#### Passage shown:
————
Spark UI Proxy
If you are running a Spark Standalone cluster behind a firewall (let’s say it is running on Amazon AWS and your EC2 instances don’t have public IP addresses), you might have issues accessing the UI of your cluster, especially because each worker has its own UI, making it difficult if not impossible to reroute all the ports using only SSH tunnels.
Firewall
|
| ------------------------------
| | Spark Master |
| | e.g. http://10.0.0.1:8080 |
| ------------------------------
|
---------------------- | ------------------------------
| Your computer | ----->X | Spark Worker |
| e.g. 192.168.0.10 | | | e.g. http://10.0.0.2:8080 |
---------------------- | ------------------------------
|
| ------------------------------
| | Spark Worker |
| | e.g. http://10.0.0.3:8080 |
| ------------------------------
|
I created Spark UI Proxy to work around this issue. The Python script creates a lightweight HTTP server that proxies all the requests to your Spark Master and Spark Workers. All you have to do is create a single SSH tunnel to this proxy, and the proxy will forward all the requests for you. All the links between the nodes will be functional.
————
Do these three statements agree with the Spark UI Proxy page above? Answer yes or no for each, and quote the words that decide it: (a) each Spark worker has its own UI; (b) the proxy is a Python script that runs an HTTP server; (c) the user has to open a separate SSH tunnel for every worker.

#### Given data:
————
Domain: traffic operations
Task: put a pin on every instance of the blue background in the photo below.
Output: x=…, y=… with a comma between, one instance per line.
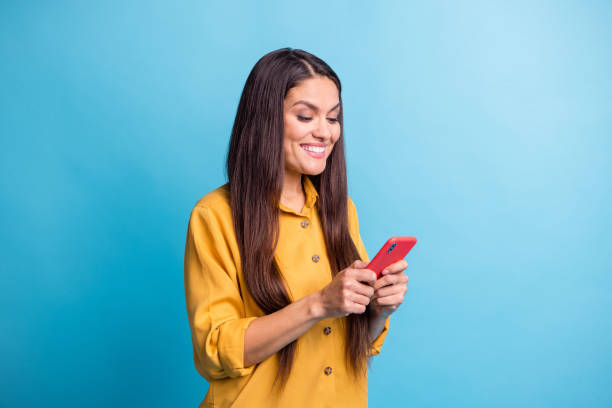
————
#### Answer for this exercise:
(a) Yes: "each worker has its own UI"
(b) Yes: "The Python script creates a lightweight HTTP server"
(c) No: "All you have to do is create a single SSH tunnel to this proxy"